### TASK REQUIREMENTS:
Rewrite the rows from the line with "Could you please drop a point on the brick" up to and including the line with "<point>259,193</point>", swapping "brick wall" for "stone wall" and leaving everything else unchanged.

Rows from a point annotation set
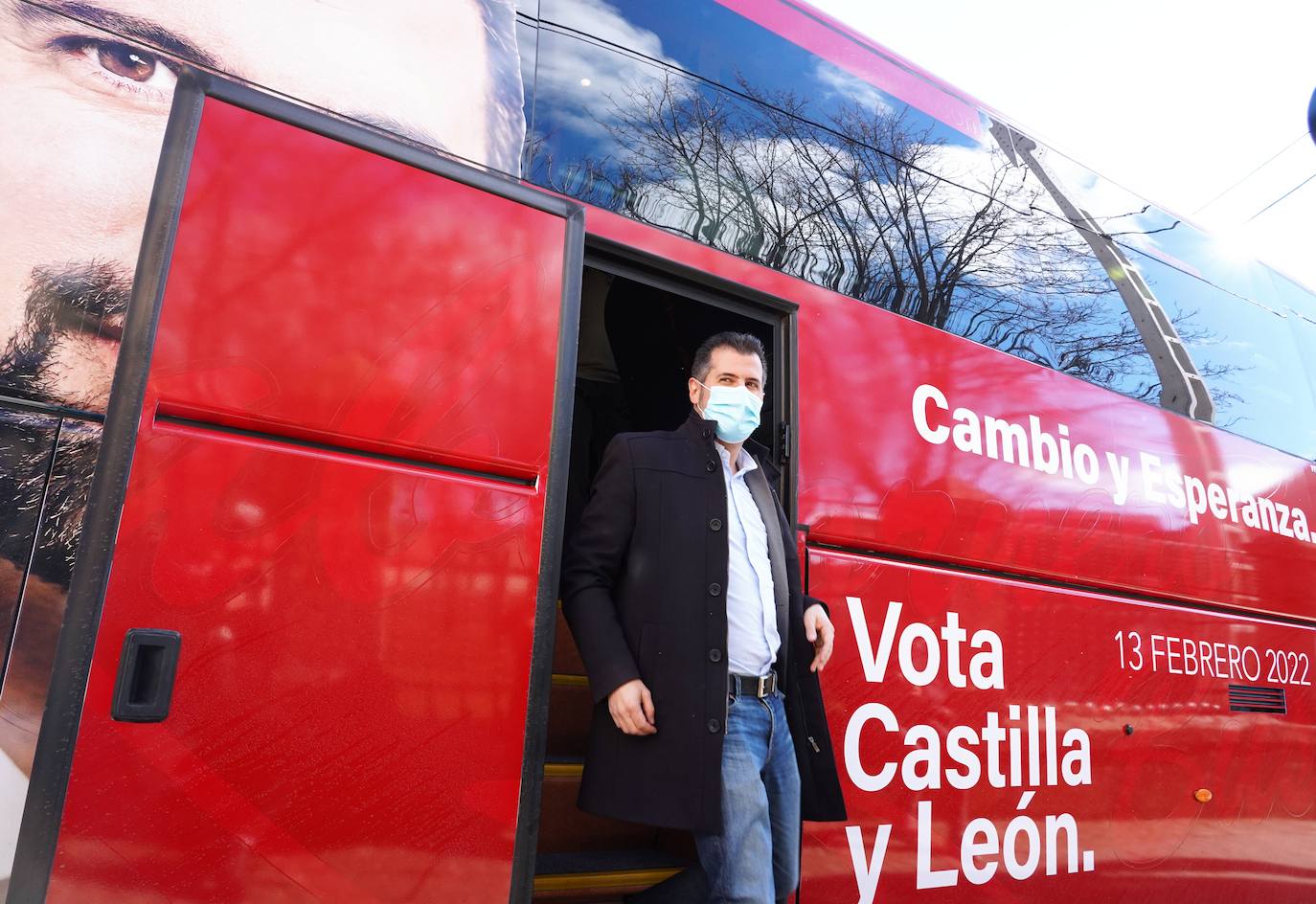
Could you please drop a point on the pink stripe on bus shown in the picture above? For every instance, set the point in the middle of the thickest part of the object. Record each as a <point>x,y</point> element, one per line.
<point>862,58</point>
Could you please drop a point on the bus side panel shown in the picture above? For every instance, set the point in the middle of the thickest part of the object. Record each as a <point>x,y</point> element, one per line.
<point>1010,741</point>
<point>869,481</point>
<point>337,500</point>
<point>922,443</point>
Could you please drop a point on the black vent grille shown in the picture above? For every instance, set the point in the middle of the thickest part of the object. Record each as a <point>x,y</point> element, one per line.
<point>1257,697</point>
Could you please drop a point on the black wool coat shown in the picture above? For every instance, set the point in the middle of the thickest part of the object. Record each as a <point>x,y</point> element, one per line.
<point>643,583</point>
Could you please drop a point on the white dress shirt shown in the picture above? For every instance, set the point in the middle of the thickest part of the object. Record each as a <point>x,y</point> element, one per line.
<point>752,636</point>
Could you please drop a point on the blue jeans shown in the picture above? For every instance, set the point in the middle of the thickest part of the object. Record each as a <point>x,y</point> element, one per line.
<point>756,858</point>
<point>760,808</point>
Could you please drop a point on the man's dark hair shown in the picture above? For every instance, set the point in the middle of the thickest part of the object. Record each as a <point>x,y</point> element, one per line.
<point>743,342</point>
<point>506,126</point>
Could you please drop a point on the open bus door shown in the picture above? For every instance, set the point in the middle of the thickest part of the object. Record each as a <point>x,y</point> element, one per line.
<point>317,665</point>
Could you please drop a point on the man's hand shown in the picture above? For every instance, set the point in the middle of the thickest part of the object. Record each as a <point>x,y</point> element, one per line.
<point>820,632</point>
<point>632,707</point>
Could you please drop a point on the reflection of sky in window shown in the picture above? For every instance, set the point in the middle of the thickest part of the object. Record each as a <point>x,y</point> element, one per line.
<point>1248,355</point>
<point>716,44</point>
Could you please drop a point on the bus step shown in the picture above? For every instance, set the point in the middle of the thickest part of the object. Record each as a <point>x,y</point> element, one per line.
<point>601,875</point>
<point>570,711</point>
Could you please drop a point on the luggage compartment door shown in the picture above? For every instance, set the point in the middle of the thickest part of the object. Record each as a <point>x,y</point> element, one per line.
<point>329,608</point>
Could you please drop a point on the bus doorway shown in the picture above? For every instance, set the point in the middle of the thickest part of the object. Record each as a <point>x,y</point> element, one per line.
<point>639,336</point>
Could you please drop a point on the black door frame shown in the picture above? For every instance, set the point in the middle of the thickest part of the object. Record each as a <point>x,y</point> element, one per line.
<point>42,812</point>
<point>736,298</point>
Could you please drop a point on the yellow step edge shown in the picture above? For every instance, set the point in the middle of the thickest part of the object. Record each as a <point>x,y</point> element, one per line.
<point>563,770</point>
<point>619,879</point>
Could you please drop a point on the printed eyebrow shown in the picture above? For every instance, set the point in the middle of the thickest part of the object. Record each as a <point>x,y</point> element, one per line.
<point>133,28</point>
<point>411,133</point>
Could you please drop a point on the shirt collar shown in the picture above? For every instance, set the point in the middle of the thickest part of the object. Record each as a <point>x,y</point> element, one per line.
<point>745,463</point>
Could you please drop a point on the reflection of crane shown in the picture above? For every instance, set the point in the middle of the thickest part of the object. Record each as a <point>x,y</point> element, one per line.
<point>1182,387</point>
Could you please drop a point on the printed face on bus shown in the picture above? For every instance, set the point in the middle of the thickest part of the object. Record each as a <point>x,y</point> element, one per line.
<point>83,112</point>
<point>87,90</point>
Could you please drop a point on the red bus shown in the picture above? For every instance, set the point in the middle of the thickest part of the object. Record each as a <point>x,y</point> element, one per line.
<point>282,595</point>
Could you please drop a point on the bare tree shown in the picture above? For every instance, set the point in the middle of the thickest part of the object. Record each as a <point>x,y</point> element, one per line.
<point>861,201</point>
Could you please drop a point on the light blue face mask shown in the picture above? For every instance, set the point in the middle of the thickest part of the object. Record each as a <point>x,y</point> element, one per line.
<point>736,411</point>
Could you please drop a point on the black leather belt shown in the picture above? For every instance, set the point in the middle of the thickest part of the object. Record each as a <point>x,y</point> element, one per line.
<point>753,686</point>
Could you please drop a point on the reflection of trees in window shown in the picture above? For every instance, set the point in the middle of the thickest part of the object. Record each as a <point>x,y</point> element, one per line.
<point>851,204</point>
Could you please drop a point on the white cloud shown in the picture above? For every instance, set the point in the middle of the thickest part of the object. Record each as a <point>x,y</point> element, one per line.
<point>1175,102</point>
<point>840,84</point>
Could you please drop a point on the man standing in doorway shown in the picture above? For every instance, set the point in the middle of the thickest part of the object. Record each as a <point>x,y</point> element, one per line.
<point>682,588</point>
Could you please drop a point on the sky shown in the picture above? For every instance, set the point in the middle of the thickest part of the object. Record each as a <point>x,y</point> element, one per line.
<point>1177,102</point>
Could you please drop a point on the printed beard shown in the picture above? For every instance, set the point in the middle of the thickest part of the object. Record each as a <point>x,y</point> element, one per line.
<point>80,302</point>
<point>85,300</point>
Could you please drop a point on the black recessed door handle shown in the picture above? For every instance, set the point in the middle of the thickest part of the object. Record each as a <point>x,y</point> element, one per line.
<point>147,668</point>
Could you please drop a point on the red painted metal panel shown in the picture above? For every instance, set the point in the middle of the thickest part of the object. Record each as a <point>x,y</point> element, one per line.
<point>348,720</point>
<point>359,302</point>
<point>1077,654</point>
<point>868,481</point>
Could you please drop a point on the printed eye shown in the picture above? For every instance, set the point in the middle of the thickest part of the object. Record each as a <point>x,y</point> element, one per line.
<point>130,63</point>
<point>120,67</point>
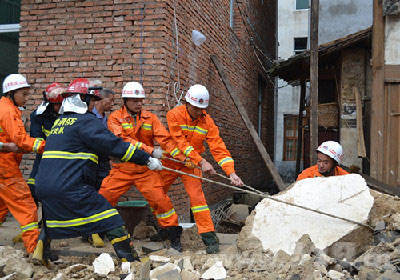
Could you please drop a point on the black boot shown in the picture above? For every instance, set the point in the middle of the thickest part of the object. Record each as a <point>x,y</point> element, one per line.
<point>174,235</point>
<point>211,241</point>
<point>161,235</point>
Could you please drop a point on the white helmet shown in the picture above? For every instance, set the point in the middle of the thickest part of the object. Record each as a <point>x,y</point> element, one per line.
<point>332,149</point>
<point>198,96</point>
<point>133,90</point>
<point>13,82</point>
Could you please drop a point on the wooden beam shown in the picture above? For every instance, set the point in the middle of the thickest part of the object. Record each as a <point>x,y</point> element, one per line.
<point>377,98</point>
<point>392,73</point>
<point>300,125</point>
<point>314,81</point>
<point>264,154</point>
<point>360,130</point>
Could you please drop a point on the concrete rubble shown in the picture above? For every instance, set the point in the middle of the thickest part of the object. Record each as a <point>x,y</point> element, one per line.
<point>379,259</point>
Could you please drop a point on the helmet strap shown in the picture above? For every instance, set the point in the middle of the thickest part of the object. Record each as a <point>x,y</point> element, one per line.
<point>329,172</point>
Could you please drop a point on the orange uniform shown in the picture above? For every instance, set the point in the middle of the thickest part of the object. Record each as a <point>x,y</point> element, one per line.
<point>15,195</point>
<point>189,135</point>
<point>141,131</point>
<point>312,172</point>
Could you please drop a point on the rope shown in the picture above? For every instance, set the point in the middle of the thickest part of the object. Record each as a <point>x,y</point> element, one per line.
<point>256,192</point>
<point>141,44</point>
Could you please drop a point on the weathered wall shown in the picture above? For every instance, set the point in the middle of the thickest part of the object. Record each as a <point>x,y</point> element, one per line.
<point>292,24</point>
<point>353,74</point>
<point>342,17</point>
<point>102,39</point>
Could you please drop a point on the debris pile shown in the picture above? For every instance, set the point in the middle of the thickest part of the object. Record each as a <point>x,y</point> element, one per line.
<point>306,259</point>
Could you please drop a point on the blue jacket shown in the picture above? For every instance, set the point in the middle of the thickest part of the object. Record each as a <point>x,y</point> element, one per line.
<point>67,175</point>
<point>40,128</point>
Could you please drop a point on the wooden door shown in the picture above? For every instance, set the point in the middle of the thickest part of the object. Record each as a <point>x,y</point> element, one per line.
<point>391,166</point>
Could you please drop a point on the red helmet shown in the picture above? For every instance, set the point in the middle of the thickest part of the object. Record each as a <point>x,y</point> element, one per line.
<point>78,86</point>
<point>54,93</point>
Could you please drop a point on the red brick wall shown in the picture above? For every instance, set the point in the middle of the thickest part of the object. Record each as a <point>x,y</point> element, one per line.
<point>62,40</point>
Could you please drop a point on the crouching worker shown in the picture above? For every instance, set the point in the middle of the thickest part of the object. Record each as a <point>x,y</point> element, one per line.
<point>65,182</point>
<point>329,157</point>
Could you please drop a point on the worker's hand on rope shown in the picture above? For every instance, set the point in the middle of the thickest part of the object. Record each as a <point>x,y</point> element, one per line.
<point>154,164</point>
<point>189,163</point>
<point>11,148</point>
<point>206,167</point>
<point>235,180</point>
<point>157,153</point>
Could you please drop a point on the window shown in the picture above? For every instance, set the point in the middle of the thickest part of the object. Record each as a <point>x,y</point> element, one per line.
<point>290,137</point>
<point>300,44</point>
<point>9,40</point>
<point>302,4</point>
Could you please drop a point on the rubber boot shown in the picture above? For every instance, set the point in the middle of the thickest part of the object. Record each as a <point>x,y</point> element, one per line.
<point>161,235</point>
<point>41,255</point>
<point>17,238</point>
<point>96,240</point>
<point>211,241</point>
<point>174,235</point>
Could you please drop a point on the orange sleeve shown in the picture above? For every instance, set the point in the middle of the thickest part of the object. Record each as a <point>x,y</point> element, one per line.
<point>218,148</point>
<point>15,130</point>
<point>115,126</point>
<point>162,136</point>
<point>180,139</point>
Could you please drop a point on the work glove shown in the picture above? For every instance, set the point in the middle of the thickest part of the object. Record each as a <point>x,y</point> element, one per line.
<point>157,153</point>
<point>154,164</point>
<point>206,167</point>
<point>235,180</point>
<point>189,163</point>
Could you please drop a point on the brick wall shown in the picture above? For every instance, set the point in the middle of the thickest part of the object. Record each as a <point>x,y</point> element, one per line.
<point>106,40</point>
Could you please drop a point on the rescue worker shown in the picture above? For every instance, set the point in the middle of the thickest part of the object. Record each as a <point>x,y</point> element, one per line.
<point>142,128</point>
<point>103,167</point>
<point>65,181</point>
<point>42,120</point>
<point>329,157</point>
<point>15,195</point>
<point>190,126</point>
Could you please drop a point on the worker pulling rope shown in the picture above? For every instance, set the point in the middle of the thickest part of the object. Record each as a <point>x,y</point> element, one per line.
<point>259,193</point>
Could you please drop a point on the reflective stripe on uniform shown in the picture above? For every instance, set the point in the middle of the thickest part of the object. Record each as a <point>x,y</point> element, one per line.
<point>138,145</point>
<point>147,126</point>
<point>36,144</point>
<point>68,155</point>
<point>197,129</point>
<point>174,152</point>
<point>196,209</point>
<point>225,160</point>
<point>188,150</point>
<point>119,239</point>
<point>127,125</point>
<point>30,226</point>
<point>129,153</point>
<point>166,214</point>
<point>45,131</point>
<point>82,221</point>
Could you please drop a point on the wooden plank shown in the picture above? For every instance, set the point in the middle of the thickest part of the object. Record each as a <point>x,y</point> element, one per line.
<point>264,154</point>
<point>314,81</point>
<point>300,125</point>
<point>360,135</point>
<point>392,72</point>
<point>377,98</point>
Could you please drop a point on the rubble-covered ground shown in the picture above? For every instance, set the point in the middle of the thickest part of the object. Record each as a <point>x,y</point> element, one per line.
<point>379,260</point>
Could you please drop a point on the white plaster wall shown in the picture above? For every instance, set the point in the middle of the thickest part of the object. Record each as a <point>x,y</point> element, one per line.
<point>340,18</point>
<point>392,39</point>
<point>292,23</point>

### CORRECT ANSWER:
Could you please drop a point on the stone wall shown in the picture above? For every instance, set the point in the middle of the thickest part of the object. Record each as a <point>x,y</point> element, one per line.
<point>106,40</point>
Could you please drop a point on the rescue worker shown in the picture above? For every instance, set the point in the middle of the thickest part of the object. Record each as a <point>x,y</point> element, one per line.
<point>142,128</point>
<point>103,167</point>
<point>65,181</point>
<point>42,120</point>
<point>329,157</point>
<point>15,195</point>
<point>190,126</point>
Could you please drop a point on the worker pulling rope shown in the picture above? For every instance, set the point in the middle of the thickest part of the object. Record each as a <point>x,y</point> element, one per line.
<point>259,193</point>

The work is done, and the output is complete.